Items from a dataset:
■ ■ ■ ■ ■ ■ ■

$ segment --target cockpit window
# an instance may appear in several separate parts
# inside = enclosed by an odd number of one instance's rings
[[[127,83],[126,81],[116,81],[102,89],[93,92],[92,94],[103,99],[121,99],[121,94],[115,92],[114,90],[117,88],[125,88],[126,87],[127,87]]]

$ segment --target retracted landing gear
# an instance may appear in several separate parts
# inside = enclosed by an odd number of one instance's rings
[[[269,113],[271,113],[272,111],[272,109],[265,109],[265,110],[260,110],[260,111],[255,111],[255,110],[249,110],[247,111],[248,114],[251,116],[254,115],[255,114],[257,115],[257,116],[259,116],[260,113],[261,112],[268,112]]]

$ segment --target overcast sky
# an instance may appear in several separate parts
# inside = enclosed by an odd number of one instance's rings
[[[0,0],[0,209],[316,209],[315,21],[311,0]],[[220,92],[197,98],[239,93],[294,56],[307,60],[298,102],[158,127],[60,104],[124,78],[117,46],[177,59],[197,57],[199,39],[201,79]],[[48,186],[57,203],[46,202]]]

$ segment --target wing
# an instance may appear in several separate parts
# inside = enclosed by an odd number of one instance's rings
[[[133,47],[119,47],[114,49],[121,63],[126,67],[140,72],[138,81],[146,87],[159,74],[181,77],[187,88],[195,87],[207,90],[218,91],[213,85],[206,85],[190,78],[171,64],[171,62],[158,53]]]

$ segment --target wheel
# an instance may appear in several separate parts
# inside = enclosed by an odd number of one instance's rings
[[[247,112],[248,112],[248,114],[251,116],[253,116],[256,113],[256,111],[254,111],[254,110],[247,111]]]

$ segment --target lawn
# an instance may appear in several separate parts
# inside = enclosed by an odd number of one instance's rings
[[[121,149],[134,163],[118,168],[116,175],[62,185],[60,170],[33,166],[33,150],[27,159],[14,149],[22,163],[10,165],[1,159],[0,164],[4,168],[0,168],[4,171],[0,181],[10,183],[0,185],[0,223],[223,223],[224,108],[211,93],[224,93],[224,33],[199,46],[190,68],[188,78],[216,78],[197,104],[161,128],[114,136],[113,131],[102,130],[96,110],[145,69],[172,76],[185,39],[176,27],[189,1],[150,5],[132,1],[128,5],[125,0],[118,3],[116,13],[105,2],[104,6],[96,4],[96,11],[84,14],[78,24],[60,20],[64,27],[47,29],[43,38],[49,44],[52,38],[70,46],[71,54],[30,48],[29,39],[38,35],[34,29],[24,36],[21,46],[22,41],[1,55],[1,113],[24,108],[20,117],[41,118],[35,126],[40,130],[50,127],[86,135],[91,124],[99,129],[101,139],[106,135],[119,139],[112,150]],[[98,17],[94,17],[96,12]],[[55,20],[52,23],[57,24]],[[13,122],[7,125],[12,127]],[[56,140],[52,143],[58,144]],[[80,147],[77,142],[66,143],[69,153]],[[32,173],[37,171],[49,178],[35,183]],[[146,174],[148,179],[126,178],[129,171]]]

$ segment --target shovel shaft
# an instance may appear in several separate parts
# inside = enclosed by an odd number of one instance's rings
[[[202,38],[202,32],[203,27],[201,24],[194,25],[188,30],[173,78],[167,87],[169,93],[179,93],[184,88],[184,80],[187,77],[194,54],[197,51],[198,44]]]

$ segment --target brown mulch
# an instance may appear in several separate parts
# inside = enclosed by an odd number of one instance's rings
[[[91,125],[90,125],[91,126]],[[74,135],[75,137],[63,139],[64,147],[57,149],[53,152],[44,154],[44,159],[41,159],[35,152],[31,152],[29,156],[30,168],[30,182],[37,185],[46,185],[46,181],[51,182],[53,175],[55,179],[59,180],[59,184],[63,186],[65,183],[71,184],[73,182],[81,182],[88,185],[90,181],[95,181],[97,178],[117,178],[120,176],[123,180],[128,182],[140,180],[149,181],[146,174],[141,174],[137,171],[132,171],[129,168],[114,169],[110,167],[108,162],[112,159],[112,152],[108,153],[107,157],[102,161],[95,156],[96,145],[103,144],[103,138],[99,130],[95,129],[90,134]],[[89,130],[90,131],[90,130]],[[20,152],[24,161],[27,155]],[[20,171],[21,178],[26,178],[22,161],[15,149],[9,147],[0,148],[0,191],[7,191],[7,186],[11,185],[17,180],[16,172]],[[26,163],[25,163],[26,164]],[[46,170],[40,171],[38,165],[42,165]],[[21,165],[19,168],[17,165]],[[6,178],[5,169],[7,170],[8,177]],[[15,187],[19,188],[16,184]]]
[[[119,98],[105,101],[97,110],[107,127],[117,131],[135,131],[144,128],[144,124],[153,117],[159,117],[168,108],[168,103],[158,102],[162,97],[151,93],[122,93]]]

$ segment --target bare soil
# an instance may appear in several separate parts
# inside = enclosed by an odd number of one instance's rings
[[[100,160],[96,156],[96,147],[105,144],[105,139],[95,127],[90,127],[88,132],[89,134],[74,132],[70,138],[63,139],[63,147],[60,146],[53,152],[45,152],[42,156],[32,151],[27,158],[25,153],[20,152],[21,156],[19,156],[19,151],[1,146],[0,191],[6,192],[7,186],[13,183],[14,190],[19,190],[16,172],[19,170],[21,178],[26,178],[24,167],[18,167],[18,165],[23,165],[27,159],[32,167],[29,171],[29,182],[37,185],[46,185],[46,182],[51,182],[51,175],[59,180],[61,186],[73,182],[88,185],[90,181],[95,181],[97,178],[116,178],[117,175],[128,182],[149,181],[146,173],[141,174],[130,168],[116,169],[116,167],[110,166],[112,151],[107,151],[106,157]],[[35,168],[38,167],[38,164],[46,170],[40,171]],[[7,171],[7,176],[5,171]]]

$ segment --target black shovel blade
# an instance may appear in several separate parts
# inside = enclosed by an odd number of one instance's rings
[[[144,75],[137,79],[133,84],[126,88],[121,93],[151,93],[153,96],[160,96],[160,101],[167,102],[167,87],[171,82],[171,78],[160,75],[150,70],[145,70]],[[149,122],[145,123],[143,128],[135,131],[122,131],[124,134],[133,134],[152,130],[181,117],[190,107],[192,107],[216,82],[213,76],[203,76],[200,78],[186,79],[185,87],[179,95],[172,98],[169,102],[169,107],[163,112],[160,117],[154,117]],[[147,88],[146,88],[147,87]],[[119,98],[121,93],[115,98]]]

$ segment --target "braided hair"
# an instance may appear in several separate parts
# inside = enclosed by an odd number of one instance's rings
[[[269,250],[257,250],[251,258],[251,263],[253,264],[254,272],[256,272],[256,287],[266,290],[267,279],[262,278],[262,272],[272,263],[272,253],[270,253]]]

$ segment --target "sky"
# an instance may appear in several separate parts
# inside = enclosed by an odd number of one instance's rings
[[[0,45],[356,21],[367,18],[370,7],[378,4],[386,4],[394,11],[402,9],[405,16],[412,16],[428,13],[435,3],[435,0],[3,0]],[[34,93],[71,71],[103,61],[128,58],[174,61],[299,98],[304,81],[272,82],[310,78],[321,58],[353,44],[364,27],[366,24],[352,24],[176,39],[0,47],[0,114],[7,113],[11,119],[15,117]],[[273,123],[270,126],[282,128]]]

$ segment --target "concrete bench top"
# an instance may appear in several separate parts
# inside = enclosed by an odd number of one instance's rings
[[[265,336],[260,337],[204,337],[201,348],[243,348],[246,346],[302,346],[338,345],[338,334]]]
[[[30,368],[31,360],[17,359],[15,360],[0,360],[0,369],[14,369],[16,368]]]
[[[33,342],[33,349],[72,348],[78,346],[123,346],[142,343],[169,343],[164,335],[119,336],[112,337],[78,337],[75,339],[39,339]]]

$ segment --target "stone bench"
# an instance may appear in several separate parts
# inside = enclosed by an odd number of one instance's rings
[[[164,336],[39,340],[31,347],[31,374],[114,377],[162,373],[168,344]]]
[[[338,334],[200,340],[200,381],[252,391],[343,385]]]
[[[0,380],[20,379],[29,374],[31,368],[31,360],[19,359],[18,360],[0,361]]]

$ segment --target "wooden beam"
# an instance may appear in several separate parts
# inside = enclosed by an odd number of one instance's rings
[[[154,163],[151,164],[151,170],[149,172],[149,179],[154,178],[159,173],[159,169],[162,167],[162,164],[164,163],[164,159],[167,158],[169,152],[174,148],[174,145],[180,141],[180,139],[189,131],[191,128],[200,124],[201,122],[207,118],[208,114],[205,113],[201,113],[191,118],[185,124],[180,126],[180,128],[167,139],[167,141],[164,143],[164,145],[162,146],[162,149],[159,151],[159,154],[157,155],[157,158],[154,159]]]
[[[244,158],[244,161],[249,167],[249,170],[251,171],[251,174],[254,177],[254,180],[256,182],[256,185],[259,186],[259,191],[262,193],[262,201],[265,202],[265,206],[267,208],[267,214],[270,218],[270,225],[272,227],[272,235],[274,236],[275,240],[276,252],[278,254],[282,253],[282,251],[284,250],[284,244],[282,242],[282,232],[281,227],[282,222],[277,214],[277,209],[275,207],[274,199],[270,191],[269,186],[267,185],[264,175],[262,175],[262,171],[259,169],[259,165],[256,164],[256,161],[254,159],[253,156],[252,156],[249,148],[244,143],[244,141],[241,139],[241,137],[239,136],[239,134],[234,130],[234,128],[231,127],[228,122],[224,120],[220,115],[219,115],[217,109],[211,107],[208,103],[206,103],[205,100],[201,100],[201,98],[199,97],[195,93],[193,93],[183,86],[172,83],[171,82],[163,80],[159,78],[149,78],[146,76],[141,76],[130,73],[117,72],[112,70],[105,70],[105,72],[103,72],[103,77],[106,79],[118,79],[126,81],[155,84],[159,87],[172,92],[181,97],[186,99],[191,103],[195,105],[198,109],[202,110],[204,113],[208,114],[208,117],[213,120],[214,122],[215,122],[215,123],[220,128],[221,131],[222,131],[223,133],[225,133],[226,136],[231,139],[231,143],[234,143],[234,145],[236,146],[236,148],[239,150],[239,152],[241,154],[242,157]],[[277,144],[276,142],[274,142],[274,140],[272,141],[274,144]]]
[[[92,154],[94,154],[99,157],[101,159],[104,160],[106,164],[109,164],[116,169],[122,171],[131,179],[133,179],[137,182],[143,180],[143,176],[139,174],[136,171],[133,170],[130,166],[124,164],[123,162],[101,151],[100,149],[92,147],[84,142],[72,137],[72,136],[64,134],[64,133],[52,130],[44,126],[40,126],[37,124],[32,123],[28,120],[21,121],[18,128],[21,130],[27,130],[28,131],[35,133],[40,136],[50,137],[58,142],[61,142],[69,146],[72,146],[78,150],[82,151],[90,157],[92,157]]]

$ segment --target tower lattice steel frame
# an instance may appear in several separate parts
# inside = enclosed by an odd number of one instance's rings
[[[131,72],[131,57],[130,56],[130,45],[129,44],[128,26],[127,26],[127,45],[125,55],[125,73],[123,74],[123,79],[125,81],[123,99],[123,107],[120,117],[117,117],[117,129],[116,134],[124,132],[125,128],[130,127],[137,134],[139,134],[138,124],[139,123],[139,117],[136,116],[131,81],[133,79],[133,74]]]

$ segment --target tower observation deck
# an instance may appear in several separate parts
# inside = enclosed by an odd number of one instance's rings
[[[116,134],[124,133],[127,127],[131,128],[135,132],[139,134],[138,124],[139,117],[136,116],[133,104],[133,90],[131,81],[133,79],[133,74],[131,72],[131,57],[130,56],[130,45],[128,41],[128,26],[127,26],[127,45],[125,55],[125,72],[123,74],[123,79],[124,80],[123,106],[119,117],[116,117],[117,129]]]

■ ■ ■ ■ ■ ■ ■

__Goal__:
Find each line above that contains the word "bench" and copy those lines out in full.

__Result__:
$ segment --target "concrete bench top"
$ segment --target "stone bench"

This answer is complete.